TEXTE SOURCE →

================

La société Pacifica s'est alors vainement adressée à la société HC tradition.

Par ordonnance du 30 décembre 2016, le président du tribunal de grande instance d'Annecy a débouté les époux [H] de leur demande d'expertise judiciaire, décision dont ils ont interjeté appel.

Par arrêt du 26 octobre 2017 la cour d'appel de Chambéry, a ordonné une expertise judiciaire au contradictoire de la société HC tradition et a commis M. [Y] pour y procéder.

L'expert a déposé son rapport le 27 mai 2018.

Par acte d'huissier du 10 août 2018, les époux [H] ont fait assigner les époux [C] et la société HC tradition devant le tribunal de grande instance d'Annecy en réparation des dommages subis.

Par acte d'huissier du 6 septembre 2018, la société HC tradition a appelé en cause la société Axa France iard, son assureur décennal, en vue d'être relevée et garantie des condamnations mises à sa charge.

Les époux [H] ont fait réaliser un nouveau conduit pour un coût total de 5.900 euros TTC.

================

CONSIGNE 1 →
Quelles sont toutes les dates de jour précises mentionnées dans l'extrait de procédure judiciaire ?
Le texte source et le listing proviennent de sources distinctes.

================

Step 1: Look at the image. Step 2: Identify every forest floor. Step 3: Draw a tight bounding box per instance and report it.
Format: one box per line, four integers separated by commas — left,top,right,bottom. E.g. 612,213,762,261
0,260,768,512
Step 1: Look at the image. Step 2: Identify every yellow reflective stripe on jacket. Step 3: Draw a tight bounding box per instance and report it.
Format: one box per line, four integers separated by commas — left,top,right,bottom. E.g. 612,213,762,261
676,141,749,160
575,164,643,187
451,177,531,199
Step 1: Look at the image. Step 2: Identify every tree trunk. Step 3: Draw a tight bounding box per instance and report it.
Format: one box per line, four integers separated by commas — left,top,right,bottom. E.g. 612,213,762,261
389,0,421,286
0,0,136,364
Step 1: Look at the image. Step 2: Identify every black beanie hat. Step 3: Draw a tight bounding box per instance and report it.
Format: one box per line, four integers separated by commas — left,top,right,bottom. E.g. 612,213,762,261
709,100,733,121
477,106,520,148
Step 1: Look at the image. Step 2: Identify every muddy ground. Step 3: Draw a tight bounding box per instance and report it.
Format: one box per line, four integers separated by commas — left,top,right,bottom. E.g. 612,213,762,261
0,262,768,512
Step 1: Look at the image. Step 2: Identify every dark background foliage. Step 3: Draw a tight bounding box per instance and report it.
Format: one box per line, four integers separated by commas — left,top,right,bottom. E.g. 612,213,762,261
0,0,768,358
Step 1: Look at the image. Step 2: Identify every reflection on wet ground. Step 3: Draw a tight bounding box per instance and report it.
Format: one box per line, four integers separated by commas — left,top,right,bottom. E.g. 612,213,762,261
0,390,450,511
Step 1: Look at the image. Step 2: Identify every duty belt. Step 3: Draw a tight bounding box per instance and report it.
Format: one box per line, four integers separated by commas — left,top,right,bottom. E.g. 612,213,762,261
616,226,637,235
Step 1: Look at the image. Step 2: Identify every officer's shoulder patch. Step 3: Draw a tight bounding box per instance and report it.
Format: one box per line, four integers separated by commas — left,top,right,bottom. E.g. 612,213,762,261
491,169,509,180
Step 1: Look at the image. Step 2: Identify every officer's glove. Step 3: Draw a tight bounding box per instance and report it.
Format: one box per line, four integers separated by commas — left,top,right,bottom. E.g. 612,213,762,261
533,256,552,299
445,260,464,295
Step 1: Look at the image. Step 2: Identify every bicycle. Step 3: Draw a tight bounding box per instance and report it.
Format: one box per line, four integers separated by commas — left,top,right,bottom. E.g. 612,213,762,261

================

CONSIGNE 2 →
Dans le listing, remplacez « forest floor » par « woodland ground » en partant de la première ligne et en allant jusqu'à la ligne qui contient « 0,260,768,512 », incluse. Redonnez uniquement ces lignes.

BONNE RÉPONSE 1 →
30 décembre 2016
26 octobre 2017
27 mai 2018
10 août 2018
6 septembre 2018

BONNE RÉPONSE 2 →
Step 1: Look at the image. Step 2: Identify every woodland ground. Step 3: Draw a tight bounding box per instance and report it.
Format: one box per line, four integers separated by commas — left,top,right,bottom. E.g. 612,213,762,261
0,260,768,512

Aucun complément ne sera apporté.